### What to produce
Find every line in the listing below that contains the string "green", matching case exactly, and copy each of those lines.

### Information supplied
============================================================

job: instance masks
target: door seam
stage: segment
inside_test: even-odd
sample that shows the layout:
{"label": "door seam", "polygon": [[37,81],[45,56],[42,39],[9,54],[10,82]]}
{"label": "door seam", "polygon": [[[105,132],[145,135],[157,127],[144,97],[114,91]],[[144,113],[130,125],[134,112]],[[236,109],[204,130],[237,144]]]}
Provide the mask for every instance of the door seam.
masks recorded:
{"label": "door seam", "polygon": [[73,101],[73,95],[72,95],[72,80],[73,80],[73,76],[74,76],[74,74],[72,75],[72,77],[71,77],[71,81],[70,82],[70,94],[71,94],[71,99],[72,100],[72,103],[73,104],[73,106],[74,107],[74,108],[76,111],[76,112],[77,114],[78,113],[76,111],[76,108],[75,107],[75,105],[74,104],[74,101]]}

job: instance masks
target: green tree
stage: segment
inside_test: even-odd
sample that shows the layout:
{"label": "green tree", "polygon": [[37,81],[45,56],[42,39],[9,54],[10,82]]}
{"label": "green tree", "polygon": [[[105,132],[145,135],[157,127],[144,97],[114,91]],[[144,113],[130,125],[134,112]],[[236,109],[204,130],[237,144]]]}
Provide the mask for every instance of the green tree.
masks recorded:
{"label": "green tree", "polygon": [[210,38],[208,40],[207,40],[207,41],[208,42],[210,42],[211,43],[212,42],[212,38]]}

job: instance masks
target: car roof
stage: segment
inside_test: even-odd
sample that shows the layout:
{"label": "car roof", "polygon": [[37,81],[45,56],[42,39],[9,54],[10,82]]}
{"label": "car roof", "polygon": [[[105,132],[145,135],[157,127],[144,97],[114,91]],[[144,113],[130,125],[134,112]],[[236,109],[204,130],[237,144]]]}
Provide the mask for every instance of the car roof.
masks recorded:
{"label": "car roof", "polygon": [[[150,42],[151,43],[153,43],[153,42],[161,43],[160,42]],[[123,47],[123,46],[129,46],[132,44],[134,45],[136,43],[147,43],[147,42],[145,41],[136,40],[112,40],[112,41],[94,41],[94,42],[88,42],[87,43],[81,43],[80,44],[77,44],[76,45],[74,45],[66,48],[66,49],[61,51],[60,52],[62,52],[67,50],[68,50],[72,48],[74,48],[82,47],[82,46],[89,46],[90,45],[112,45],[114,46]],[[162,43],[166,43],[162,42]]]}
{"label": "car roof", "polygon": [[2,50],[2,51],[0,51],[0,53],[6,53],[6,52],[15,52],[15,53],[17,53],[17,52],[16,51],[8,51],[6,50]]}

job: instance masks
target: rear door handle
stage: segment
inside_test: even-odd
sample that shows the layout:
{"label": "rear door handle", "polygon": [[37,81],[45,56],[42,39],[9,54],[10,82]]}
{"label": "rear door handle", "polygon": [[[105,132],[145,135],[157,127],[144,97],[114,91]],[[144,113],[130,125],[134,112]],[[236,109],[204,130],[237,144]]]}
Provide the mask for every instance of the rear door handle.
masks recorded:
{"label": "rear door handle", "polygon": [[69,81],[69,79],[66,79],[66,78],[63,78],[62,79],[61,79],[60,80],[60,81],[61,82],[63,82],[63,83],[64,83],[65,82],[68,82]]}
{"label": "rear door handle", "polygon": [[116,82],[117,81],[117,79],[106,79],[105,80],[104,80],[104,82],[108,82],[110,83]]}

============================================================

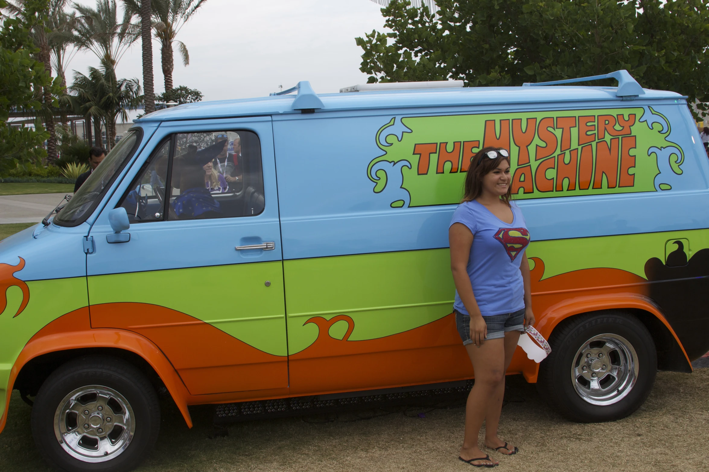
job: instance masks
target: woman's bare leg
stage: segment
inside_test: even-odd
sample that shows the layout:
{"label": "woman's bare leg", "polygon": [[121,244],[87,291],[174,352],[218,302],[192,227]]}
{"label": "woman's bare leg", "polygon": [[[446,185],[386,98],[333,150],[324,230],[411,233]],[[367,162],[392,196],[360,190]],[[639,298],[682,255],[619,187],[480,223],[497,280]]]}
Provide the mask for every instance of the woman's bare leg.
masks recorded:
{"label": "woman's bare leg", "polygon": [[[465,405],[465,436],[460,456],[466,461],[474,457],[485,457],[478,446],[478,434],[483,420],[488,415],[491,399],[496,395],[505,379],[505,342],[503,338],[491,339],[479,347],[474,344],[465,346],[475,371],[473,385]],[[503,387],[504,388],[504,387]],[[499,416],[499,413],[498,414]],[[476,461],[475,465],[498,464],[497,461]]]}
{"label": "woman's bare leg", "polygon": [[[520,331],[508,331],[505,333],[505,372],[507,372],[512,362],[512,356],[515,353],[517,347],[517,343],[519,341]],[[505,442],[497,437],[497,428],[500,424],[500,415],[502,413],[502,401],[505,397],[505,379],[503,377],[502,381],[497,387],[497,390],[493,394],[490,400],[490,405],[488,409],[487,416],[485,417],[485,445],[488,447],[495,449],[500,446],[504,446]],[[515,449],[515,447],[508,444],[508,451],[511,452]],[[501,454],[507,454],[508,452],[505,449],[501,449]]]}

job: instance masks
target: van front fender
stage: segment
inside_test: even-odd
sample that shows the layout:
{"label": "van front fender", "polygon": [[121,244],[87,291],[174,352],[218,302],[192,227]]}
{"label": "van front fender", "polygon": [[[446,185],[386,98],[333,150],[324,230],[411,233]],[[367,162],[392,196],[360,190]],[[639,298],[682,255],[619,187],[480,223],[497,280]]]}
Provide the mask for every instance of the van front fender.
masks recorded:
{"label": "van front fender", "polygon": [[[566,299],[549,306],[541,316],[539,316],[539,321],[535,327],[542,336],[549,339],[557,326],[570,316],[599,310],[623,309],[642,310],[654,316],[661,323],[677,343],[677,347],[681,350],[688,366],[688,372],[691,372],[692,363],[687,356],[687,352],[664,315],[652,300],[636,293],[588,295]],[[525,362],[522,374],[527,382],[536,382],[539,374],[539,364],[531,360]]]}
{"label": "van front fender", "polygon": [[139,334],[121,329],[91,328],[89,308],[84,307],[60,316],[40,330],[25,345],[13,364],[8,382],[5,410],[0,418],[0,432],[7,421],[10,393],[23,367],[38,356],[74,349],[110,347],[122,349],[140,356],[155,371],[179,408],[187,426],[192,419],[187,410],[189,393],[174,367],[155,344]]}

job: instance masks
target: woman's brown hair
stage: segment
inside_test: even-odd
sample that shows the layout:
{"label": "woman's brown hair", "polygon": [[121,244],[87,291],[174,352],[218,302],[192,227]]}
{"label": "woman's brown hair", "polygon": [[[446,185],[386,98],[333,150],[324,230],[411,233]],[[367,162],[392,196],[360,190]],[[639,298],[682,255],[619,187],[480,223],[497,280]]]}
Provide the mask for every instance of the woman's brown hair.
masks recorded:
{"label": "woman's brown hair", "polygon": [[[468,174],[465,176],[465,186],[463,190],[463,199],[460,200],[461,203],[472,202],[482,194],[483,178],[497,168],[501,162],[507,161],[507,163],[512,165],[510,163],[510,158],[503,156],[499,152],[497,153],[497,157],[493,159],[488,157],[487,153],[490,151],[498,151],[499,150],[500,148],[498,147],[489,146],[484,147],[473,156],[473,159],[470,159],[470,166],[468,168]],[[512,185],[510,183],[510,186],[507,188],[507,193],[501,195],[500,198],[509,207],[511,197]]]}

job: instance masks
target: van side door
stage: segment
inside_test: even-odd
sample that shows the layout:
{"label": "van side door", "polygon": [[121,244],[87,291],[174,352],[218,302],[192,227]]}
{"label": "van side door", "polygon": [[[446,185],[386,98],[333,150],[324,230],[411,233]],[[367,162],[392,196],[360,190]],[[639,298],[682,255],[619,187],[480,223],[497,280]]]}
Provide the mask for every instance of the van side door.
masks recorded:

============================================================

### Worked answer
target: green tree
{"label": "green tree", "polygon": [[37,81],[45,56],[42,39],[9,54],[10,82]]}
{"label": "green tree", "polygon": [[[105,132],[145,135],[157,127],[144,97],[114,91]],[[144,113],[130,125],[134,112]],[[236,109],[204,130],[237,144]]]}
Provide the mask for every instance of the green tree.
{"label": "green tree", "polygon": [[210,38],[208,40],[207,40],[207,41],[208,42],[210,42],[211,43],[212,42],[212,38]]}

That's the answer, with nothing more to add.